[Location identification items]
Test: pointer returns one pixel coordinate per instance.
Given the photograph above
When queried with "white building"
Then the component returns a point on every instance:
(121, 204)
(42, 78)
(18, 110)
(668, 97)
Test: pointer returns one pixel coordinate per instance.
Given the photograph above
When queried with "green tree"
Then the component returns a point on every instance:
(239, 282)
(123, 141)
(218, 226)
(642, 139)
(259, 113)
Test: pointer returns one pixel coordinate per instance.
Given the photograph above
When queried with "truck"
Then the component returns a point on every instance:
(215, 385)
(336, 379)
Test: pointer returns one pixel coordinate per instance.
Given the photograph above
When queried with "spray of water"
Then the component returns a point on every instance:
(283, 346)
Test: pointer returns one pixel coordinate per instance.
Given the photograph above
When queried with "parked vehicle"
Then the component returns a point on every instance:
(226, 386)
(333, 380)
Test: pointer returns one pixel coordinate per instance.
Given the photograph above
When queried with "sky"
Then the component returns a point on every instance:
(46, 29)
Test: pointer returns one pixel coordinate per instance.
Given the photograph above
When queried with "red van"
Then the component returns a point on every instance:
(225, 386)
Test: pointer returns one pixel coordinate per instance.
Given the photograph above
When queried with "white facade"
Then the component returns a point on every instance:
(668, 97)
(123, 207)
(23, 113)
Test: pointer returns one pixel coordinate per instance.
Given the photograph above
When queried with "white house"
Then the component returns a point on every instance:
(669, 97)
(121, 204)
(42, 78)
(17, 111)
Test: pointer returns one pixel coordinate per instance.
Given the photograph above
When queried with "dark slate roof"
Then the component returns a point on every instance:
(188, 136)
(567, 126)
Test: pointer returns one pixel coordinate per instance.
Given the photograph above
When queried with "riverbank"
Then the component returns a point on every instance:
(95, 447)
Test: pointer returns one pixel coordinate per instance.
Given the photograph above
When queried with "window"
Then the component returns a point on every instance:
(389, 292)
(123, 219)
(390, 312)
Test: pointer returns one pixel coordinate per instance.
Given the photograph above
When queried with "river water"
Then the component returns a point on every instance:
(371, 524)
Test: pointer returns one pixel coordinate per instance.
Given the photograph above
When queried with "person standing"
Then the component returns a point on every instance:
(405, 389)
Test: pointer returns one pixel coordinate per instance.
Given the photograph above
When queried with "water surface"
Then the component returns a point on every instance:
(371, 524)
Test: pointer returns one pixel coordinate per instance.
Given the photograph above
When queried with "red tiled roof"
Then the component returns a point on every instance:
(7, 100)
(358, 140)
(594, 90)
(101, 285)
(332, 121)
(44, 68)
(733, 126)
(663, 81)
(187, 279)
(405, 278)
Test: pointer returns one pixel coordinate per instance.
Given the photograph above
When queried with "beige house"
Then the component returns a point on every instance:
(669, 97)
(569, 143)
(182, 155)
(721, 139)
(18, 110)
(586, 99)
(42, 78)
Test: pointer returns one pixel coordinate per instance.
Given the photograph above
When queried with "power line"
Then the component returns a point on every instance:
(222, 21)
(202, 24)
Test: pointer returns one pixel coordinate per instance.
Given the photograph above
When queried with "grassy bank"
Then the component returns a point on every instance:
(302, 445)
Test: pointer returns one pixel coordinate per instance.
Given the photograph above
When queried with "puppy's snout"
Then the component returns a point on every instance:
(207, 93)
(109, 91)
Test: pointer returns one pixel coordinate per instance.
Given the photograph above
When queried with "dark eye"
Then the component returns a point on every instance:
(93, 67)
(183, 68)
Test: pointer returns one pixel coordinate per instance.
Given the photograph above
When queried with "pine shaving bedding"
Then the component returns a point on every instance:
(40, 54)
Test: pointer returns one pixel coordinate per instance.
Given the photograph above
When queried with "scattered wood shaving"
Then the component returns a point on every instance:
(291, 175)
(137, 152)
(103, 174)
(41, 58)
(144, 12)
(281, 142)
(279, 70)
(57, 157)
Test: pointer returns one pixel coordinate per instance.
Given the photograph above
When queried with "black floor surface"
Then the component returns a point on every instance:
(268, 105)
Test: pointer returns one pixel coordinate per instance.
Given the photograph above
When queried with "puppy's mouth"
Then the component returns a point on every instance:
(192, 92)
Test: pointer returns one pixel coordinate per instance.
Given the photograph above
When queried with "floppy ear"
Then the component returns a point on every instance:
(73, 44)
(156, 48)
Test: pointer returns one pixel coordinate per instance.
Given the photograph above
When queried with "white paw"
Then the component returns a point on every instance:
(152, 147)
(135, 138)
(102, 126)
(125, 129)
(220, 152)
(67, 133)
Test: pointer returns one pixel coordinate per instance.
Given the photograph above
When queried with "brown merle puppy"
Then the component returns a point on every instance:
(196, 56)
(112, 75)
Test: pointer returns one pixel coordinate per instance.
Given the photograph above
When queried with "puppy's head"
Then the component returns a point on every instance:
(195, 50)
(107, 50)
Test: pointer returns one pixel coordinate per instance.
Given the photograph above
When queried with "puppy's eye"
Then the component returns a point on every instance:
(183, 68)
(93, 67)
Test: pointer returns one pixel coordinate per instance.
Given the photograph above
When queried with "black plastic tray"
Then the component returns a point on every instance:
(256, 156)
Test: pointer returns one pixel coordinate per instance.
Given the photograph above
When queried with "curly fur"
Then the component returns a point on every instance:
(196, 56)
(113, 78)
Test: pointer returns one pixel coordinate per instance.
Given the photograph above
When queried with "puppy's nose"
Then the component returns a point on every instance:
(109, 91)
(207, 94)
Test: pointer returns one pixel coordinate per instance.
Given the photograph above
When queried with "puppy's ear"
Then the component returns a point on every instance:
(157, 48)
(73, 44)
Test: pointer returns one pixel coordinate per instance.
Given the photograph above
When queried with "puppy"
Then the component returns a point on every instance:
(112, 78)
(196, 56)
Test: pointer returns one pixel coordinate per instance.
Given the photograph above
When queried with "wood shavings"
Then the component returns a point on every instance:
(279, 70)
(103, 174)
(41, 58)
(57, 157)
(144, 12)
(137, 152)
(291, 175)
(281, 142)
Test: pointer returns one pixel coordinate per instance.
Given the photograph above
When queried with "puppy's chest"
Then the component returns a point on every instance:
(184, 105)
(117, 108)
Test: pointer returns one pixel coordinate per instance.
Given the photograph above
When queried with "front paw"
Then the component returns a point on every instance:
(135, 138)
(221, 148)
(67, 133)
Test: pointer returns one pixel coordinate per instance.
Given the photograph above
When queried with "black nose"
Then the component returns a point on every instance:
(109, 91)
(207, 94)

Written instruction
Please output the entire listing exactly as it stands.

Completed exercise
Test: pointer returns one pixel coordinate per instance.
Given the photograph above
When queried with "white building"
Then the component returns a point on every instance:
(121, 204)
(42, 78)
(18, 110)
(668, 97)
Test: pointer returns one pixel coordinate per instance.
Given the photograph above
When queried with "green tree"
Then the component returns a point on every instance:
(239, 282)
(123, 141)
(218, 226)
(642, 139)
(259, 113)
Test: pointer returns one pixel coordinate per instance.
Given the photograph above
When queried with "truck"
Then the component returns a point on every instance:
(215, 385)
(336, 379)
Test: pointer returns one pixel coordinate per instance.
Given the photograph above
When queried with "spray of water"
Then the component returns a point on every instance:
(283, 346)
Test: pointer returns one pixel coordinate per instance.
Given the photograph above
When queried with "parked vehicle"
Then the component returns a point on every instance:
(226, 386)
(333, 380)
Test: pointer returns one pixel coordinate per instance.
Given the photograph above
When queried with "sky"
Then the component returns a point on every instance:
(46, 29)
Test: pointer returns one pixel coordinate per instance.
Given the photograph above
When queried with "red van"
Then the component returns a point on every instance:
(225, 386)
Test: pointer returns one pixel coordinate per instance.
Given the photograph above
When queried with "white facade"
Then the component returns a point on every instance:
(668, 97)
(123, 207)
(23, 113)
Test: pointer returns one pixel coordinate per instance.
Given the photograph above
When queried with "white house"
Then the component returns a point on every instance:
(669, 97)
(121, 204)
(42, 78)
(17, 111)
Test: pointer returns one pixel coordinate per instance.
Given the photograph above
When queried with "dark slate roof"
Then the component returns a point on every instance:
(188, 136)
(567, 126)
Test: pointer returns one pixel coordinate per instance.
Given the photograph above
When queried with "riverbank"
Then the component returns a point on every instance:
(95, 447)
Test: pointer returns one pixel coordinate per instance.
Given the photograph above
When queried with "window"
Then the component returns a point on every instance:
(389, 292)
(123, 219)
(390, 312)
Test: pointer returns one pixel coordinate per instance.
Given the photograph above
When queried with "river water"
Then the component returns a point on every instance:
(371, 524)
Test: pointer returns one pixel coordinate per instance.
Given the photograph above
When queried with "person standing"
Then the component returns a point on every instance:
(405, 389)
Test: pointer returns one pixel coordinate per instance.
Given the photograph above
When queried with "water surface"
Then the component returns a point on every instance:
(371, 524)
Test: pointer returns one pixel coordinate per instance.
Given the photograph above
When queried with "red tiled roof"
Then the component returns a point on every instance:
(7, 100)
(358, 140)
(594, 90)
(101, 285)
(332, 121)
(44, 68)
(733, 126)
(663, 81)
(187, 279)
(405, 278)
Test: pointer returns one pixel coordinate per instance.
Given the photograph above
When queried with "beige house"
Then the component returns a point on every instance:
(669, 97)
(569, 143)
(182, 155)
(721, 139)
(18, 110)
(586, 99)
(42, 78)
Test: pointer returns one pixel coordinate per instance.
Given the photograph above
When queried with "power line"
Then the component returns a point on every instance:
(222, 21)
(202, 24)
Test: pointer returns one pixel coordinate per instance.
Given the photograph above
When queried with "grassy bank"
Then the component returns a point on every instance:
(302, 445)
Test: pointer returns one pixel coordinate per instance.
Given the photograph above
When queried with "puppy's snout"
Then the component returns a point on every instance:
(207, 93)
(109, 91)
Test: pointer returns one pixel coordinate per instance.
Given the photograph above
When queried with "dark eye"
Then the component returns a point on every instance:
(93, 67)
(183, 68)
Test: pointer returns one pixel coordinate per instance.
Given the photograph above
When queried with "pine shaving bedding"
Then the component returns a point on every instance:
(40, 54)
Test: pointer returns one pixel coordinate per instance.
Given the photograph above
When queried with "scattered wood shaving"
Then the component returns a point on every instance:
(291, 175)
(137, 152)
(103, 174)
(41, 58)
(144, 12)
(281, 142)
(279, 70)
(57, 157)
Test: pointer returns one pixel coordinate per instance.
Given the photograph above
When queried with "black floor surface"
Then the component returns a point on every instance:
(268, 105)
Test: pointer returns one pixel coordinate per instance.
Given the photograph above
When queried with "puppy's mouth"
Then the component returns a point on every instance:
(192, 92)
Test: pointer returns one pixel coordinate per instance.
Given the photograph above
When queried with "floppy ear"
Then the component returns a point on every instance:
(73, 44)
(156, 48)
Test: pointer returns one pixel coordinate per instance.
Given the photograph above
When queried with "white paw"
Then the component returns a point on every instance:
(152, 147)
(135, 138)
(102, 126)
(125, 129)
(220, 152)
(67, 133)
Test: pointer returns one pixel coordinate per instance.
Given the photograph above
When queried with "brown merle puppy"
Then the component returns a point on every instance:
(196, 56)
(112, 75)
Test: pointer returns one pixel coordinate per instance.
Given the photograph above
When queried with "puppy's head"
Then the component returns a point on every instance:
(195, 50)
(107, 50)
Test: pointer returns one pixel coordinate per instance.
Given the photograph above
When queried with "puppy's eye"
Then the component returns a point on every instance:
(183, 68)
(93, 67)
Test: pointer returns one pixel coordinate per instance.
Given the photograph above
When queried with "black plastic tray"
Then the component returns a point on every instance:
(256, 156)
Test: pointer returns one pixel coordinate per instance.
Given the photograph above
When queried with "curly fur"
Then the component returns a point on every instance:
(196, 56)
(113, 78)
Test: pointer returns one pixel coordinate per instance.
Given the photograph above
When queried with "puppy's nose"
Then the component returns a point on every instance:
(109, 91)
(207, 94)
Test: pointer returns one pixel coordinate per instance.
Given the photograph above
When queried with "puppy's ear"
Then the component returns a point on every instance:
(157, 48)
(73, 44)
Test: pointer returns one pixel coordinate per instance.
Given the photograph above
When queried with "puppy"
Then the component returns a point on every instance:
(112, 78)
(196, 56)
Test: pointer returns one pixel coordinate per instance.
Given the photograph above
When queried with "wood shavings"
Then the component returns a point on every instance:
(279, 70)
(103, 174)
(41, 58)
(57, 157)
(144, 12)
(137, 152)
(291, 175)
(281, 142)
Test: pointer returns one pixel coordinate per instance.
Given the photograph above
When queried with "puppy's chest"
Then the component returns a point on every instance:
(184, 105)
(117, 108)
Test: pointer returns one pixel coordinate per instance.
Given the photograph above
When queried with "front paw"
Then the component returns a point on every instance:
(135, 138)
(221, 148)
(67, 133)
Test: pointer returns one pixel coordinate per instance.
Given the photograph above
When queried with "black nose"
Then the component returns a point on every instance:
(109, 91)
(207, 94)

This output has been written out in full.